*TEXTE EXTRAIT*.

★ ★ ★ ★ ★

Mercredi 7 avril, jour de la première visite des experts du FMI, les "spreads", servant de mesure du risque pour la réassurance de la dette souveraine, ont battu un nouveau record s'envolant à 412 points pour les obligations de l'état grec à dix ans, amenuisant les effets escomptés par l'accord européen de secours à la Grèce, obtenu laborieusement lors du dernier sommet européen.
Le plan européen de sauvetage en cas d'impossibilité de la Grèce à emprunter sur les marchés, si difficilement négocié entre la chancelière allemande Angela Merkel et le président français Nicolas Sarkozy fin mars, n'aura finalement à rien servi ou plutôt son activation finira par devenir inéluctable.
Ce plan était avant tout destiné à rassurer les marchés financiers sur le risque de défaillance de la Grèce à faire face aux échéances de sa dette publique et, donc, à faire baisser les taux d'intérêts des emprunts du gouvernement grec. Or, si dans la semaine qui a suivi l'accord, les taux ont légèrement reculé et permirent à la Grèce d'emprunter 5 milliards, aujourd'hui l'écart entre les obligations grecques à dix ans et leur équivalent allemand s'est envolé au niveau record de 412 points, battant le précédent du 28 janvier en pleine spéculation sur le risque de faillite de la Grèce.
En cause, les confidences d'un cadre du gouvernement grec à la presse allemande qu'Athènes chercherait à renégocier les termes de du plan européen afin de limiter le rôle du Fonds monétaire international (FMI) tel que prévu dans le plan. C'était pourtant le premier ministre Georges Papandréou qui avait brandi le recours au FMI comme alternative à l'aide européenne pour forcer l'Union européenne à proposer un plan. Exaspérée, Angela Merkel a fini par introduire un rôle substantiel pour le FMI dans le plan européen. Or, aujourd'hui, M. Papandréou commence à réaliser le coût politique de l'intervention du FMI qui demandera des mesures d'austérité supplémentaires et le FMI n'apparaît plus aussi attrayant que le mois dernier.

★ ★ ★ ★ ★

*ENREGISTREMENTS*.
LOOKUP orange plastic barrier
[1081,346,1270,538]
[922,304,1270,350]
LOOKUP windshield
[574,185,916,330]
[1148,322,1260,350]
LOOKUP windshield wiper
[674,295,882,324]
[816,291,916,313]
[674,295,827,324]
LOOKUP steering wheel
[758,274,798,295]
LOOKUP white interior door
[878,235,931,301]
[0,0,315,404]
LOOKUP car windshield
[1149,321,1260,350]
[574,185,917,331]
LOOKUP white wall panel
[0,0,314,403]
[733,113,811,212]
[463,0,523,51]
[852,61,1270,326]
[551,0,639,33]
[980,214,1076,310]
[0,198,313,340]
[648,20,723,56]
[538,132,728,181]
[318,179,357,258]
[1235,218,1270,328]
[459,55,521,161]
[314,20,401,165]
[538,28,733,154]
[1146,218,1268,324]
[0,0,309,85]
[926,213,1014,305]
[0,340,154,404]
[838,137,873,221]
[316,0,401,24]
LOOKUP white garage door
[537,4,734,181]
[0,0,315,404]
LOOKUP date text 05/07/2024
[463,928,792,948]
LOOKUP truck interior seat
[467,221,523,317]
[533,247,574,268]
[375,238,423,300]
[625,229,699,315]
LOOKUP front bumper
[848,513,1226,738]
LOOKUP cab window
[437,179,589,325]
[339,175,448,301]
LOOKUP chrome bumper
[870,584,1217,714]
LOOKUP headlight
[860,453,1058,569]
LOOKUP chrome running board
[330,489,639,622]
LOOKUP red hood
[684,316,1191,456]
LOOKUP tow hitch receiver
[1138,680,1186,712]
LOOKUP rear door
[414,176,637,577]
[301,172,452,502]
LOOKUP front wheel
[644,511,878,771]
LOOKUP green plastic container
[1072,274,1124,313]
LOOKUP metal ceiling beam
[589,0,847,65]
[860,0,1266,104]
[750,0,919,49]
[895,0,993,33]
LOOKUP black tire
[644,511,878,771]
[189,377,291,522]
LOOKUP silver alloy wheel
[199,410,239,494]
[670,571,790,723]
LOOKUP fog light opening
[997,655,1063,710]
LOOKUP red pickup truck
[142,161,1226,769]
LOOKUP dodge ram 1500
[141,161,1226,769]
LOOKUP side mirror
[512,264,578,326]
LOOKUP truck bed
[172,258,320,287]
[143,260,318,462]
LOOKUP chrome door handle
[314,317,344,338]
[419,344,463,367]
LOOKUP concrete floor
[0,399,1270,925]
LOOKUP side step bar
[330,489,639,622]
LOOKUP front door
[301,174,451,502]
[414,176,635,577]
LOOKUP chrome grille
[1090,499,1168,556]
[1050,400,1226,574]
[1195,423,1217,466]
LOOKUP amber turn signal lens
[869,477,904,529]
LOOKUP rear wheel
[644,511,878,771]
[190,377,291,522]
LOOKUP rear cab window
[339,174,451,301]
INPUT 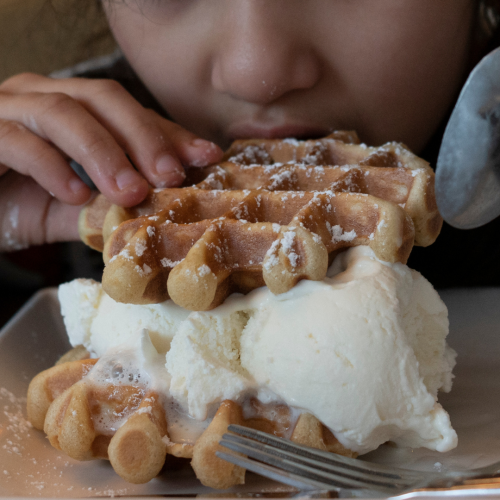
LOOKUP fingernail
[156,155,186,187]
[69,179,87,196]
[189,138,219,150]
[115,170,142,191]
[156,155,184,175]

★ ★ ★ ★ ★

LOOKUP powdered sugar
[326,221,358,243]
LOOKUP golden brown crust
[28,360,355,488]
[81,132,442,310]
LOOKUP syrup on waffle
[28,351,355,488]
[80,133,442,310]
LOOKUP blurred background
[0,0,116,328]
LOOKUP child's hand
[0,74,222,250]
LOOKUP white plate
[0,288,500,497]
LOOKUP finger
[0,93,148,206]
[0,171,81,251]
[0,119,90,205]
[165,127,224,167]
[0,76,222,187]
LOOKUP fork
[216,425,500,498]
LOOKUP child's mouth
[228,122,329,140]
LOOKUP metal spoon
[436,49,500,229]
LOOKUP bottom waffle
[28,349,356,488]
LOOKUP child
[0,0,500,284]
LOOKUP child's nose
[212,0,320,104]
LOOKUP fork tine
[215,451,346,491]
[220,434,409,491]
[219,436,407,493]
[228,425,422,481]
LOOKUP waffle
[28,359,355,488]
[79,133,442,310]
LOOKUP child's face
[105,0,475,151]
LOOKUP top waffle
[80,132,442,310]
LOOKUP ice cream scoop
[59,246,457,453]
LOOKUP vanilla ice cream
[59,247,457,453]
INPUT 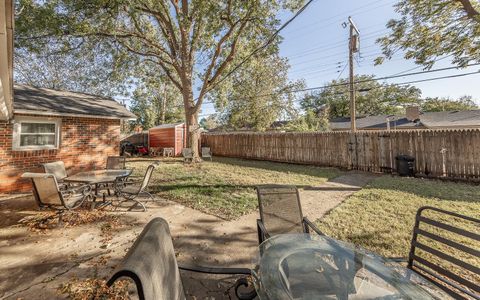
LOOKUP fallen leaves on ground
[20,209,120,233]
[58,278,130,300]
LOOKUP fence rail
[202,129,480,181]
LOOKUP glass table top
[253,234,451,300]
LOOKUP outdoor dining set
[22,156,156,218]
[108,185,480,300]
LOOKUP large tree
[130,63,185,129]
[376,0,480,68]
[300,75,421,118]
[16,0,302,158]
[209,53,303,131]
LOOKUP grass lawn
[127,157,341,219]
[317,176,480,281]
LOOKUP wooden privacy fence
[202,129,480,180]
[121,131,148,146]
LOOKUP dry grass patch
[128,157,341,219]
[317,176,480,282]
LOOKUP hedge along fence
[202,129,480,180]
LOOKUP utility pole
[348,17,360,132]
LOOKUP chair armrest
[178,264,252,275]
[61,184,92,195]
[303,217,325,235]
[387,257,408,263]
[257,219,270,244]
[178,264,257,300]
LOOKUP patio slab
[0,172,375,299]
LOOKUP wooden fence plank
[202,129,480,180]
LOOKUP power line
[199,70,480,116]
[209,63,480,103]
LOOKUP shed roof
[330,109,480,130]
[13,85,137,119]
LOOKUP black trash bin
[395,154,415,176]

★ ★ ★ ★ ★

*TRAVAIL DEMANDÉ*.
A: Relevez toutes les personnes nommées dans le texte sur la dette grecque.
B: Poursuivez le texte sur la dette grecque après sa dernière phrase.

*RÉSULTATS*.
A: Angela Merkel, Nicolas Sarkozy, Georges Papandréou

B:
Selon un sondage de l'hebdomadaire athénien RealNews, 75% des Grecs trouvent le train de mesures d'austérité prise par le gouvernement pour redresser les finances publiques injuste et 72% se déclarent pessimistes sur l'avenir du pays.
M. Papandréou est intervenu en réunion mercredi du Conseil des ministres, pour démentir qu'il y ait volonté de renégocier les termes du plan d'aide européen pour les pays en difficulté, qualifiant cet accord d'une "étape phare" pour l'UE et également "un succès pour la Grèce, une nouvelle institution étant ainsi mise en place".
Cet accord, a-t-il souligné est incontestablement une grande réussite pour la Grèce et l'UE, puisque "nous pourrions assumer que nous avons créé et consolidé un filet de sécurité pour la Grèce, mais aussi pour chaque pays faisant face à des problèmes (financiers)".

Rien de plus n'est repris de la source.